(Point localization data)
..........

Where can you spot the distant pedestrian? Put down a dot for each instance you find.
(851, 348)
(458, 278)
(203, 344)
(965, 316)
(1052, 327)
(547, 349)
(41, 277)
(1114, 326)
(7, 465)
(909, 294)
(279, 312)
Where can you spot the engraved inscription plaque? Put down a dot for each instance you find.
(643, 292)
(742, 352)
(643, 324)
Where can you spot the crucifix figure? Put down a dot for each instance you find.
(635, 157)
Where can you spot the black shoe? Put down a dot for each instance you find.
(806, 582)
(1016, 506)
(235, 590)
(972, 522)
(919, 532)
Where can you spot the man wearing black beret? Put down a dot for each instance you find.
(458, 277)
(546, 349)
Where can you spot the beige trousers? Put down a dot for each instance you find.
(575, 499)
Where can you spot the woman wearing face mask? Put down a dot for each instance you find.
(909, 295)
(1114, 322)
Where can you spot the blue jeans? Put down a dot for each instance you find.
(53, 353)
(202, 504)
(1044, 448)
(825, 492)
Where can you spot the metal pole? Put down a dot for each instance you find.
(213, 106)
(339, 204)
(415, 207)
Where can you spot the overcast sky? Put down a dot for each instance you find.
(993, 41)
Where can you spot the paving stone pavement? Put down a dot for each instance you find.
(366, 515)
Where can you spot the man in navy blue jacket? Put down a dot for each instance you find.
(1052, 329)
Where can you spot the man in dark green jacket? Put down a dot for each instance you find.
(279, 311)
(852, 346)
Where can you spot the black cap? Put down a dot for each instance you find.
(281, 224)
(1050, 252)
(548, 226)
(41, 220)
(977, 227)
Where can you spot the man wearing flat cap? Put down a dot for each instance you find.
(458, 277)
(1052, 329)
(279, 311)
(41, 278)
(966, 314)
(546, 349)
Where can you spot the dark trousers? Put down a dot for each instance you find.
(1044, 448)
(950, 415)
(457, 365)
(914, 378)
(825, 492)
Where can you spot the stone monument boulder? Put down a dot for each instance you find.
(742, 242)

..........

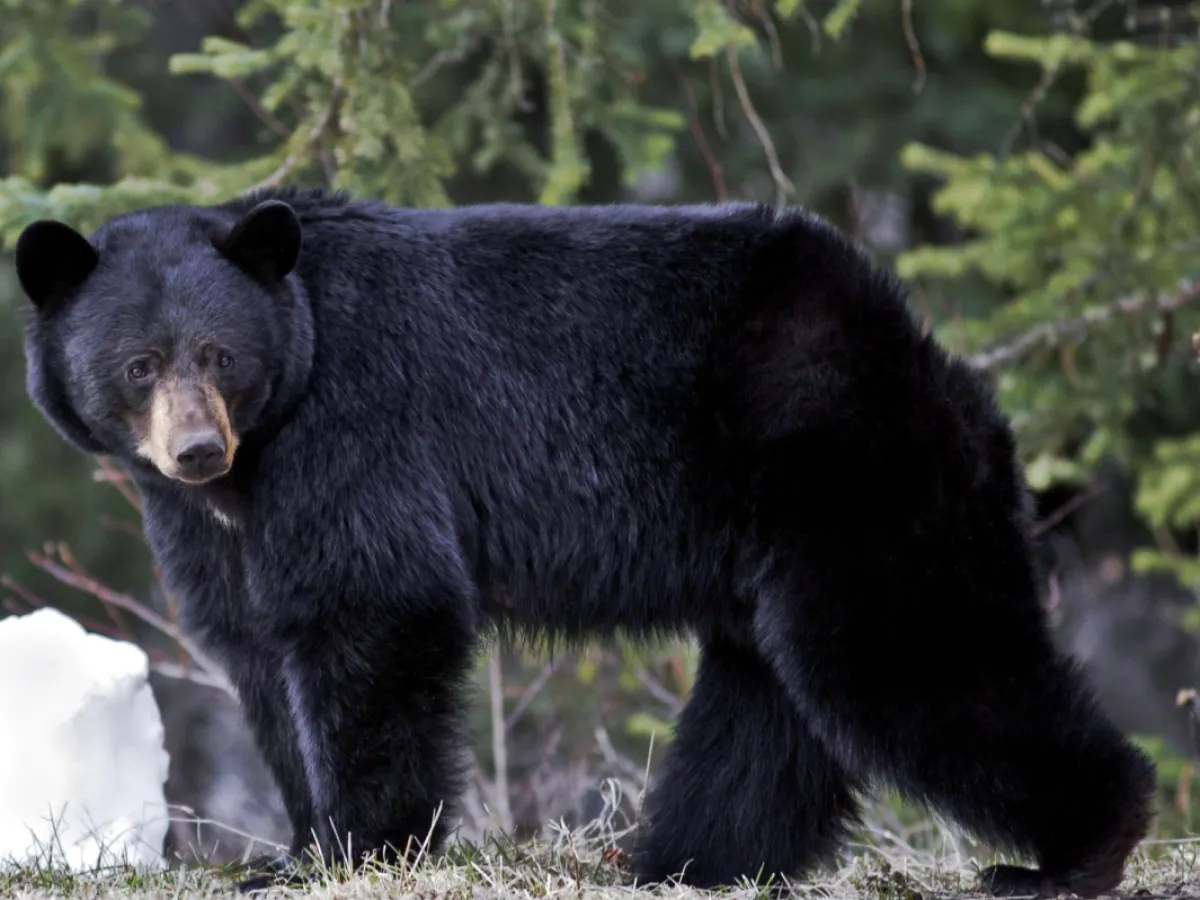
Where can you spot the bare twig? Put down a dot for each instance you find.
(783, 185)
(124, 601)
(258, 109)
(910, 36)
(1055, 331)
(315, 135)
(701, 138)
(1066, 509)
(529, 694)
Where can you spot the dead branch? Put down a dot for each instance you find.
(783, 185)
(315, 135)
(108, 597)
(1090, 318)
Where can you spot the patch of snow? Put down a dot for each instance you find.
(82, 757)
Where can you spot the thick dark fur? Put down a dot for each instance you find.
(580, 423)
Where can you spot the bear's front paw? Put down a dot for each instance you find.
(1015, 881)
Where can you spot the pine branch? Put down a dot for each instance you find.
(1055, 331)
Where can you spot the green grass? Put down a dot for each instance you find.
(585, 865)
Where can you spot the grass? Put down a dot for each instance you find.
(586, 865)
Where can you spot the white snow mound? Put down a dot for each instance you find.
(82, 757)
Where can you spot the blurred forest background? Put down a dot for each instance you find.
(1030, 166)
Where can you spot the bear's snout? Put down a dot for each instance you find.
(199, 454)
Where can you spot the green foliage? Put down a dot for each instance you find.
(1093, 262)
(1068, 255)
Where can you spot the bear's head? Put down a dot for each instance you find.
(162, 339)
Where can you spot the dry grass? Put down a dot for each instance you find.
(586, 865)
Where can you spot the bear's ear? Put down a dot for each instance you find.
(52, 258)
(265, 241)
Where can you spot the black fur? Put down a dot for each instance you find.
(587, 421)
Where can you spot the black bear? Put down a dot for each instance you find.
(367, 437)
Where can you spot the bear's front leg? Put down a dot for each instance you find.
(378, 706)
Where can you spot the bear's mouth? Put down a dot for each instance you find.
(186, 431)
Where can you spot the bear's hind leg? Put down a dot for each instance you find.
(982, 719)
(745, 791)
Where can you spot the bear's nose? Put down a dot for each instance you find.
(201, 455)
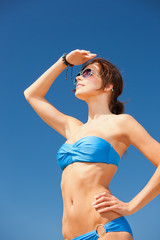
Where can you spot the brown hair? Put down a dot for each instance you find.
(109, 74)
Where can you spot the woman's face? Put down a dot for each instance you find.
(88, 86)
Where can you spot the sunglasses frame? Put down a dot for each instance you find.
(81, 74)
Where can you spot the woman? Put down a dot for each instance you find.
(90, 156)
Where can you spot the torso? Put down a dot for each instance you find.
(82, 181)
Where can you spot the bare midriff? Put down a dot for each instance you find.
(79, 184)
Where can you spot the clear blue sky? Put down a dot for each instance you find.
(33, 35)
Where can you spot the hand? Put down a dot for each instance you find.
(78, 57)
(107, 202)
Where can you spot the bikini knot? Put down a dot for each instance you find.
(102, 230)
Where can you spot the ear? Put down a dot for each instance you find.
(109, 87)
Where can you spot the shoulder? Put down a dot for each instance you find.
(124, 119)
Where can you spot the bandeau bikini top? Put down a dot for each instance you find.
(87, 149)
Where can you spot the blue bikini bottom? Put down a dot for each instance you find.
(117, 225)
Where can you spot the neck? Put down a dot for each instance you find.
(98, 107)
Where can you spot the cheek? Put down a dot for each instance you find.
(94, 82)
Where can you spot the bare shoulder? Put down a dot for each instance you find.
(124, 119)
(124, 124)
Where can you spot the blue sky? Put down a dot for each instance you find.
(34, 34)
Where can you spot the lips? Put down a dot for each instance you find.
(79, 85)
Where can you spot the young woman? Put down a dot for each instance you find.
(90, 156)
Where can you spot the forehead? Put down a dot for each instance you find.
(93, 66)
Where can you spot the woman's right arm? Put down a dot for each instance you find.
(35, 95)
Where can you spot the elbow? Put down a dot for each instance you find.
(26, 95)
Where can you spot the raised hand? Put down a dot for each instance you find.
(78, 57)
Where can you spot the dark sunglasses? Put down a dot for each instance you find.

..........

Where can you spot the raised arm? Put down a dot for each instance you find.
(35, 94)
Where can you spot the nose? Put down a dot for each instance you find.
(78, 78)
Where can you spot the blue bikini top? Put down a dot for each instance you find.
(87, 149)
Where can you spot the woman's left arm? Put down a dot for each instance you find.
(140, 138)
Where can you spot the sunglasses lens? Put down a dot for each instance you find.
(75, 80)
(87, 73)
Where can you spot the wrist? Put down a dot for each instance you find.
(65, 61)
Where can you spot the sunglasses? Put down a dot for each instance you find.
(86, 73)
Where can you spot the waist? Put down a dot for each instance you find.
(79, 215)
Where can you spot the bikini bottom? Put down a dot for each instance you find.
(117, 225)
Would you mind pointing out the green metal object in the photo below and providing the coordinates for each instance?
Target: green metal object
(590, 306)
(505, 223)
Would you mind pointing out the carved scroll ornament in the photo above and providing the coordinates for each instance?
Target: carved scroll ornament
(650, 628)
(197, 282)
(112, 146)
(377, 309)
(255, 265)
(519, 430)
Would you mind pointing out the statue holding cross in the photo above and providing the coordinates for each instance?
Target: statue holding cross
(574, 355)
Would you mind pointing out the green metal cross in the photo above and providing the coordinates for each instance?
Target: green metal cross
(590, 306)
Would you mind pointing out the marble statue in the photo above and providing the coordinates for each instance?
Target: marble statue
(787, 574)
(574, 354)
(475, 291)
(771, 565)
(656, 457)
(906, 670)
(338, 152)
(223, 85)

..........

• What needs to be done: Using the data above, extract exactly the lines from the one that holds "Target: green metal object" to the one that holds "Would you mind pointing out the carved", both ends included, and no others.

• Written answer:
Target: green metal object
(590, 306)
(505, 223)
Would you mind pointing out the carved scroll ornament in the photo above and providing the coordinates for each instance?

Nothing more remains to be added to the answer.